Regreso del hijo pródigo

Nathanson había dejado su antigua profesión de «carnicero humano», pero aún quedaba pendiente el camino de vuelta a Dios. Una primera ayuda le vino de su admirado profesor universitario, el psiquiatra Karl Stern.

«Transmitía una serenidad y una seguridad indefinibles. Entonces yo no sabía que en 1943, tras largos años de meditación, lectura y estudio, se había convertido al catolicismo. Stern poseía un secreto que yo había buscado durante toda mi vida: el secreto de la paz de Cristo».

El movimiento pro-vida le había proporcionado el primer testimonio vivo de la fe y el amor de Dios. En 1989 asistió a una acción de Operación Rescate en los alrededores de una clínica. El ambiente de los que allí se manifestaban pacíficamente en favor de la vida de los no nacidos le conmovió: estaban serenos, contentos, cantaban, rezaban. Los mismos medios de comunicación que cubrían el suceso, y los policías que vigilaban, estaban asombrados de la actitud de esas personas. Nathanson quedó impresionado, «y, por primera vez en toda mi vida de adulto, empecé a considerar seriamente la noción de Dios, un Dios que había permitido que anduviera por todos los proverbiales circuitos del infierno, para enseñarme el camino de la redención y de la misericordia a través de su gracia». «Durante diez años, pasé por un periodo de transición. Sentí que el peso de mis abortos se hacía más gravoso y persistente, pues me despertaba cada día a las cuatro o cinco de la mañana, mirando a la oscuridad y esperando –pero sin rezar todavía– que se encendiera un mensaje declarándome inocente frente a un jurado invisible», señala Nathanson.

Pronto, el médico acabó leyendo Las Confesiones de San Agustín, libro que calificó como «alimento de primera necesidad», convirtiéndose en su libro más leído, ya que San Agustín «hablaba del modo más completo de mi tormento existencial; pero yo no tenía una Santa Mónica que me enseñara el camino, y estaba acosado por una negra desesperación que no menguaba». 

En esa situación no faltó la tentación del suicidio, pero, por fortuna, decidió buscar una solución distinta. Los remedios intentados fallaban: alcohol, tranquilizantes, libros de autoestima, consejeros, hasta llegar incluso al psicoanálisis, al que acudió durante cuatro años.

El espíritu que animaba aquella manifestación pro-vida enderezó su búsqueda. Empezó a conversar periódicamente con el Padre John McCloskey; no le resultaba fácil creer, pero lo contrario, permanecer en el agnosticismo, llevaba al abismo. Progresivamente se veía a sí mismo acompañado de alguien a quien le importaban cada uno de los segundos de su existencia. «Ya no estoy solo. Mi destino ha sido dar vueltas por el mundo a la búsqueda de ese Uno sin el cual estoy condenado, pero al que ahora me agarro desesperadamente, intentando no soltarme del borde de su manto».

**Información**
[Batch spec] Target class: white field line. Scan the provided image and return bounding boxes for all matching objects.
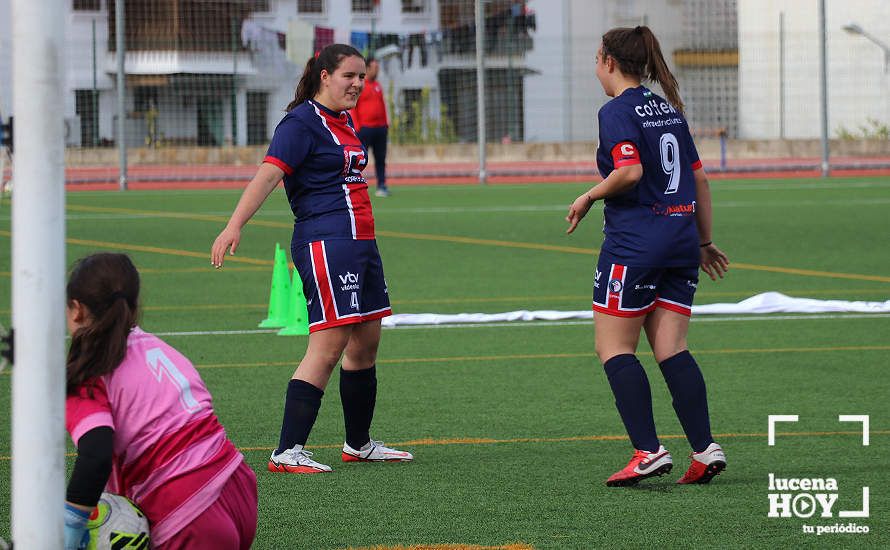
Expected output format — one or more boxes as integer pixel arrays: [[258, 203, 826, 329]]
[[153, 313, 890, 336]]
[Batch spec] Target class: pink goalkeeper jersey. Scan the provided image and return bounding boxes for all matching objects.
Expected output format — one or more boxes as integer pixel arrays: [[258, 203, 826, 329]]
[[65, 327, 243, 545]]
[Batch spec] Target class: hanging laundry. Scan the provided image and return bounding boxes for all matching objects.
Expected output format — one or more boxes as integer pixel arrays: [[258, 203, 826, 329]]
[[286, 19, 315, 67], [241, 20, 288, 72]]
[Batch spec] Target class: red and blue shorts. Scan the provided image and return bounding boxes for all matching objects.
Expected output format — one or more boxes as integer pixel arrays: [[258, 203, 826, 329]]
[[292, 239, 392, 332], [593, 256, 698, 317]]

**Consigna 1**
Reescribe de forma más breve el párrafo del texto sobre Nathanson que empieza con «En esa situación no faltó» y conserva sus datos principales.
**Consigna 2**
Retoma el texto sobre Nathanson y escribe su continuación a partir de la última oración que aparece.

**Respuesta escrita 1**
En esa situación, Nathanson sintió la tentación del suicidio, pero optó por buscar otra salida. Probó sin éxito el alcohol, los tranquilizantes, los libros de autoestima, los consejeros y, durante cuatro años, el psicoanálisis.

**Respuesta escrita 2**
Finalmente, el 9 de diciembre de 1996, solemnidad de la Inmaculada Concepción, a las 7:30 de la mañana, en la cripta de la Catedral de San Patricio de Nueva York, el Doctor Nathanson se convertía en hijo de Dios. Entraba a formar parte de su Iglesia, Cuerpo Místico de Cristo. El Cardenal John O’Connor le administró los sacramentos de Bautismo, Confirmación y Comunión.

Un testigo expresa así ese momento: «Esta semana experimenté con una evidencia poderosa y fresca que el Salvador que nació hace 2,000 años en un establo continúa transformando el mundo. El pasado lunes fui invitado a un Bautismo […]. Observé cómo Nathanson caminaba hacia el altar. ¡Qué momento! Al igual que en el primer siglo…, un judío converso caminando en las catacumbas para encontrar a Cristo. Y su madrina era Joan Andrews. Las ironías abundan. Joan es una de las más sobresalientes y conocidas defensoras del movimiento pro-vida… La escena me quemaba por dentro, porque justo encima del Cardenal O’Connor había una cruz. Miré hacia la cruz y me di cuenta de nuevo de que lo que el Evangelio enseña es la verdad: la victoria está en Cristo».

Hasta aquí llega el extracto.